======== Extract provided ========

Matt Christman, Felix Biederman, and Will Menaker of the podcast “Chapo Trap House,” which emerged during the election as a popular progressive critic of Democrats.
Illustration by Rebecca Clarke
Felix Biederman, Matt Christman, and Will Menaker befriended each other on Twitter several years ago. They had common interests—international politics, making fun of journalists—and a shared comic sensibility that borders on nihilism but stops just short of it. Christman, stout and Midwestern, had been unemployed for years, moving around the country with his wife, an academic librarian. Biederman was a freelance writer and mixed-martial-arts hobbyist in New York City. Menaker was an assistant editor at Liveright, an imprint of W. W. Norton. (His father, Daniel Menaker, is a former executive editor-in-chief of Random House, and was also a fiction editor at The New Yorker for twenty years.) He is slight and bearded, the unofficial dad of the trio.

======== Information given ========

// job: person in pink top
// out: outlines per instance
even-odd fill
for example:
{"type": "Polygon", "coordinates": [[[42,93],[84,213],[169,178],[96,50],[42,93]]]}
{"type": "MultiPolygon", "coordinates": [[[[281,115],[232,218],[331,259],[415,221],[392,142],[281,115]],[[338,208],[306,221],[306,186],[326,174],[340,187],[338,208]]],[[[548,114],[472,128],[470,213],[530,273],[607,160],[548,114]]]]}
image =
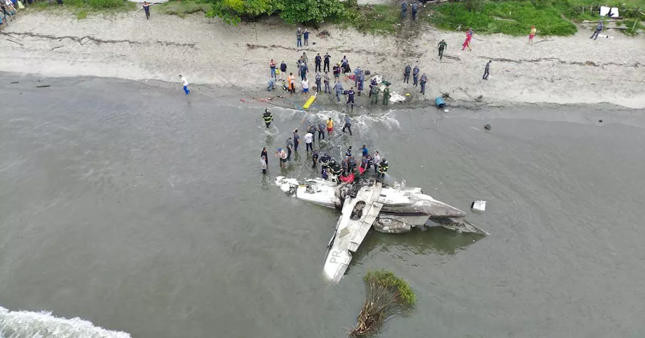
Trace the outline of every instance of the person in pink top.
{"type": "Polygon", "coordinates": [[[473,50],[470,48],[470,39],[473,38],[473,34],[474,34],[473,30],[468,27],[468,30],[466,31],[466,41],[464,41],[464,44],[461,45],[461,50],[465,50],[466,47],[468,48],[468,50],[473,50]]]}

========

Tasks.
1 – Translate this sentence from the profile of the podcast hosts into Spanish: "Biederman was a freelance writer and mixed-martial-arts hobbyist in New York City."
2 – Rewrite the profile of the podcast hosts from "Matt Christman, Felix" to "critic of Democrats.", changing "podcast" to "radio show".

Problem solutions.
1 – Biederman era escritor independiente y aficionado a las artes marciales mixtas en la ciudad de Nueva York.

2 –
Matt Christman, Felix Biederman, and Will Menaker of the radio show “Chapo Trap House,” which emerged during the election as a popular progressive critic of Democrats.